Start of Data records

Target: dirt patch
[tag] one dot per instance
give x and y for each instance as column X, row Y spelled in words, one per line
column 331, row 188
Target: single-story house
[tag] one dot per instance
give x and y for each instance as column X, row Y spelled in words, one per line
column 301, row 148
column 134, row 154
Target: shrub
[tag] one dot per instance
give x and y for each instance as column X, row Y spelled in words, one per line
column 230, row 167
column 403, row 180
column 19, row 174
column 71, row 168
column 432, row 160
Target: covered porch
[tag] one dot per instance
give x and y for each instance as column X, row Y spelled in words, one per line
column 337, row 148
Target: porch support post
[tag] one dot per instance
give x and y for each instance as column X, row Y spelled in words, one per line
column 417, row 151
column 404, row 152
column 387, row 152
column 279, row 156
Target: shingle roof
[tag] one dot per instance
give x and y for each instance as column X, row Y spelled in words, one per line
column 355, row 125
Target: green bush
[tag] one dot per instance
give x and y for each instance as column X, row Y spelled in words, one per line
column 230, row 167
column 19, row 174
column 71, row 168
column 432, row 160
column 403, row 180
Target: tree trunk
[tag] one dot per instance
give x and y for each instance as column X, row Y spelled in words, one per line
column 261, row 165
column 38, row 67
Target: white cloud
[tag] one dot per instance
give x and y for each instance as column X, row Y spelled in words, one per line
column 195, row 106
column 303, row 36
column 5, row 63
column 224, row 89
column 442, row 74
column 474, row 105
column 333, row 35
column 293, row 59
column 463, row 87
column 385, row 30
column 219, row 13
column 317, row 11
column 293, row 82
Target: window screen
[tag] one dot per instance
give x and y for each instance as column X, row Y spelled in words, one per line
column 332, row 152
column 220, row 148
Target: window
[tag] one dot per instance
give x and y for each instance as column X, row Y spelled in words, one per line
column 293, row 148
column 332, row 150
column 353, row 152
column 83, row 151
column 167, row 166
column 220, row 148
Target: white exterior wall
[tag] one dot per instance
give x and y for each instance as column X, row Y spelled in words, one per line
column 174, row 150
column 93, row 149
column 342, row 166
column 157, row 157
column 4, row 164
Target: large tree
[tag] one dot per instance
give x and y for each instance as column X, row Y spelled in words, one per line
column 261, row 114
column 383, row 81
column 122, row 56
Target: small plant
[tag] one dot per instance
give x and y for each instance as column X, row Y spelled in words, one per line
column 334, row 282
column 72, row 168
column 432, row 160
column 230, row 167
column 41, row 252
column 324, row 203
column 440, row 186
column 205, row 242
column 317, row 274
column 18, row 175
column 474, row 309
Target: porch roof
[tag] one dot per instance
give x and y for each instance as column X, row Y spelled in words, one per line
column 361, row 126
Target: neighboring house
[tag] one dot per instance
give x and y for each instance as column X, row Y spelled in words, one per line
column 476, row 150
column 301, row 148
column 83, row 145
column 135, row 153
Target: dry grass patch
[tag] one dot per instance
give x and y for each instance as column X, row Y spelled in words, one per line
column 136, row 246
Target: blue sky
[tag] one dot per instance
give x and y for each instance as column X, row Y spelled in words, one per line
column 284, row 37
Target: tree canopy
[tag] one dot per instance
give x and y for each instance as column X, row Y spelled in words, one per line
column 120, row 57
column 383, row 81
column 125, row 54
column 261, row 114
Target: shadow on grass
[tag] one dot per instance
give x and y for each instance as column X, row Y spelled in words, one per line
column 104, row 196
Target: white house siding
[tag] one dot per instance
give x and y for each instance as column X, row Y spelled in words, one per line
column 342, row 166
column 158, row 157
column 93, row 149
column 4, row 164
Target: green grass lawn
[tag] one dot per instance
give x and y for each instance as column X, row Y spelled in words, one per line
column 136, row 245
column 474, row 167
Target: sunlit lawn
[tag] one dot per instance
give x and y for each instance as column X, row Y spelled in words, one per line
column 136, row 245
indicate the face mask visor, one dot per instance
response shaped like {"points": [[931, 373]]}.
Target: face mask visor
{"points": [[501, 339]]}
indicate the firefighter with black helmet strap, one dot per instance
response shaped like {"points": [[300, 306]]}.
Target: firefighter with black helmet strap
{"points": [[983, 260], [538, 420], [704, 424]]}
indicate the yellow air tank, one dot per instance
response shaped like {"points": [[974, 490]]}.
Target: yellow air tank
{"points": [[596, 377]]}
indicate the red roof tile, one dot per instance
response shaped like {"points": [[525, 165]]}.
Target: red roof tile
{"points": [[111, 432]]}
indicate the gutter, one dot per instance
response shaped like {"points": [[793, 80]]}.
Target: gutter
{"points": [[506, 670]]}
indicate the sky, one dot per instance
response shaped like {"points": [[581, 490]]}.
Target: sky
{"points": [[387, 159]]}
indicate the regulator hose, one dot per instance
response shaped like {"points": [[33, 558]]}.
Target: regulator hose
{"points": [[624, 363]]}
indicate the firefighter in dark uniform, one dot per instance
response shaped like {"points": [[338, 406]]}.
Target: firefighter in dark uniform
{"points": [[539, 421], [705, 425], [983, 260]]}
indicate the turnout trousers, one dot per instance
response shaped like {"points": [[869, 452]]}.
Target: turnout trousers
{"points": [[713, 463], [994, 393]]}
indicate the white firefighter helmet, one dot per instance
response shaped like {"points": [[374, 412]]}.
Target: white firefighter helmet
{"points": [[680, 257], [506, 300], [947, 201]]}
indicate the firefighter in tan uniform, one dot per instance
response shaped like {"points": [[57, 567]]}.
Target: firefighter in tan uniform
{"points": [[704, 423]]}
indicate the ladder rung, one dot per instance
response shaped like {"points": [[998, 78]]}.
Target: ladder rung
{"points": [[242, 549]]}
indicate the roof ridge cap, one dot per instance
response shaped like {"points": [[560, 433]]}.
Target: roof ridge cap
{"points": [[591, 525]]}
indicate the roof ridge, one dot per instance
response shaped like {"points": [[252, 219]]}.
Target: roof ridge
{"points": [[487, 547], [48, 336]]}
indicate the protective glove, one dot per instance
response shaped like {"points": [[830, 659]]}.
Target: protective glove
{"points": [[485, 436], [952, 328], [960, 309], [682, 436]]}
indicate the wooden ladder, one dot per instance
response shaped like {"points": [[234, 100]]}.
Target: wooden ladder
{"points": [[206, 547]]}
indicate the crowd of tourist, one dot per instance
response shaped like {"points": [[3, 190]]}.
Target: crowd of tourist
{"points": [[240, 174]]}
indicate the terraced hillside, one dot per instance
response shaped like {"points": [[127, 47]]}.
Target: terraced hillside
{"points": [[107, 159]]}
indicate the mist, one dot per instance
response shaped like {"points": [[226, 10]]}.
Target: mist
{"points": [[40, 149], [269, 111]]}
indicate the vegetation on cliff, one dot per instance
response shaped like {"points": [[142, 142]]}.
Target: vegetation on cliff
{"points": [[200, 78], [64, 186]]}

End of Data records

From the entries above, pull out each line that includes "porch".

→ Written response
Target: covered porch
Target: porch support post
Target: porch roof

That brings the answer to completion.